*Tarefa 1*
Por favor, explique em uma ou duas frases por que, segundo o texto, a situação do emprego só deve começar a melhorar a partir de 2017, mesmo que o PIB volte a crescer.
*Tarefa 2*
Responda com base no texto:
(a) Quantas vagas com carteira assinada foram eliminadas no país em junho?
(b) Em que ano começou a série histórica do Caged?
(c) A quantas vagas perdidas o professor Ramos espera que o número chegue até o fim do ano?

*Trecho do texto*
········

Brasil perde 111 mil empregos em junho

18/07/2015 
Alessandra Azevedo

No mês passado, mercado formal de trabalho teve o pior desempenho para o período desde 1992. Com a economia em franca retração, empresas já eliminaram 345 mil vagas neste ano; nos últimos 12 meses, o número de chega a 601 mil.

“A situação do mercado de trabalho não é só desanimadora, mas catastrófica.” A declaração do professor do Departamento de Economia da Universidade de Brasília (UnB) Carlos Alberto Ramos é confirmada pelos dados mais recentes do Cadastro Geral de Empregados e Desempregados (Caged), que reflete o mercado formal, divulgados ontem pelo Ministério do Trabalho e Emprego (MTE). Somente no mês passado, foram eliminadas 111,2 mil vagas com carteira assinada em todo o país, o pior desempenho para junho desde o início da série histórica, em 1992.

O resultado, apesar de ruim, não foi surpreendente. “A tendência tem sido péssima, não há como ser otimista. Não há como fugir do crescimento da taxa de desemprego e da informalidade”, lamentou o professor. O que tem sido visto é um ciclo vicioso: com o Produto Interno Bruto (PIB) caindo — especialistas já lançam previsões de queda de 2% para 2015 — e a inflação a quase 9%, as pessoas ficam mais cautelosas na hora de fazer compras. A consequência é que o comércio não vai para a frente, e os empregos param de crescer. “Até o começo do ano, ainda havia empregadores que, mesmo temerosos, retinham os funcionários. Mas, com o momento de ajuste, eles não estão mais tendo condições de mantê-los”, explicou.

Desconfiança

A consequência desse processo é dramática: desde o início de 2015, as empresas já cortaram 345 mil empregos; nos últimos 12 meses, foram 601 mil postos eliminados. Mesmo se o PIB contrariar as previsões e voltar a apresentar crescimento nos próximos meses — o que é pouco provável, segundo Ramos —, a situação só deve começar a melhorar a partir de 2017. “É um processo que demora, porque é necessário recuperar a confiança dos empregadores. Eles precisam perceber que há um novo ciclo de crescimento para voltarem a contratar”, explicou. Para ele, até o fim do ano, o número de vagas perdidas deve chegar, pelo menos, a 1 milhão.

········

*Informações fornecidas*

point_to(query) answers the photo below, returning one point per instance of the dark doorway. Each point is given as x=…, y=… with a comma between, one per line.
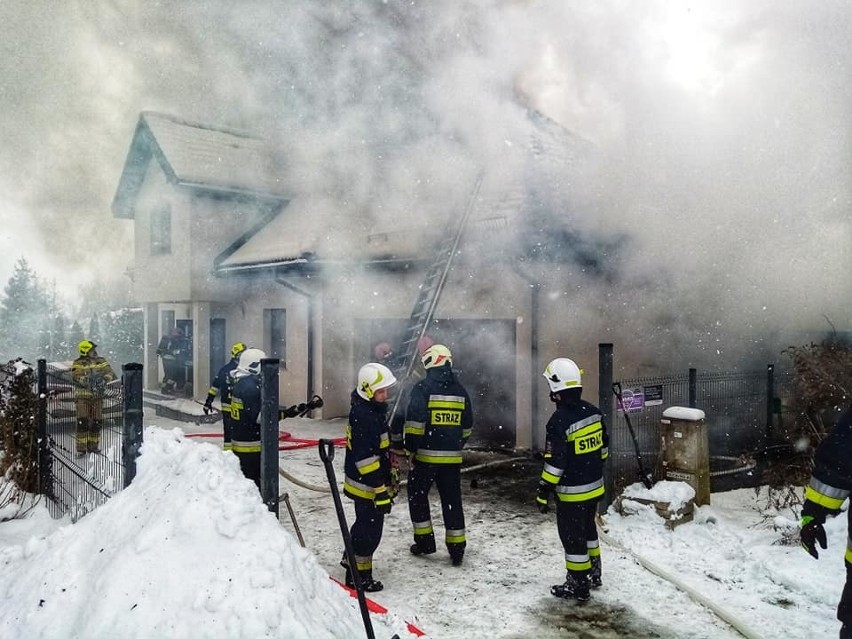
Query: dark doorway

········

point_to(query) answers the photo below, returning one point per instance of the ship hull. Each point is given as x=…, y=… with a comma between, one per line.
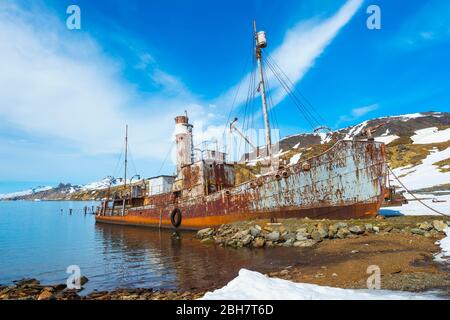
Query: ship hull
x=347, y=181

········

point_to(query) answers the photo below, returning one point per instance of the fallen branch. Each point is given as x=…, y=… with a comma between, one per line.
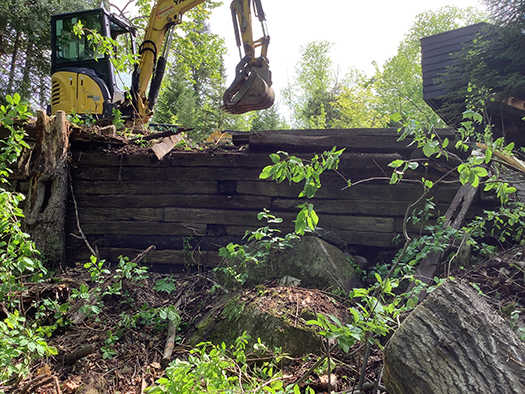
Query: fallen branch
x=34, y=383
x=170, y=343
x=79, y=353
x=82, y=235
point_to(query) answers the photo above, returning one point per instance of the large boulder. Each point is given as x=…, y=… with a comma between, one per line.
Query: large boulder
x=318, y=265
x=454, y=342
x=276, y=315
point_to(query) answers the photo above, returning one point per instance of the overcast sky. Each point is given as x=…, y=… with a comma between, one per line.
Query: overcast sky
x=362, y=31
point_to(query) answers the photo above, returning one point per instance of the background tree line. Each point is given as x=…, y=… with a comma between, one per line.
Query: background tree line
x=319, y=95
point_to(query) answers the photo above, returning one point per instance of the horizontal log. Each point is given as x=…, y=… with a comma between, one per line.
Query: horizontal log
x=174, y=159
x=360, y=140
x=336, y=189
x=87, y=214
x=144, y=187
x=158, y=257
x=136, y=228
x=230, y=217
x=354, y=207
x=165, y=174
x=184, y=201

········

*Resposta 1*
De acordo com o professor Carlos Alberto Ramos, a recuperação demora porque é necessário recuperar a confiança dos empregadores, que só voltarão a contratar quando perceberem um novo ciclo de crescimento.

*Resposta 2*
(a) 111,2 mil vagas.
(b) Em 1992.
(c) A pelo menos 1 milhão.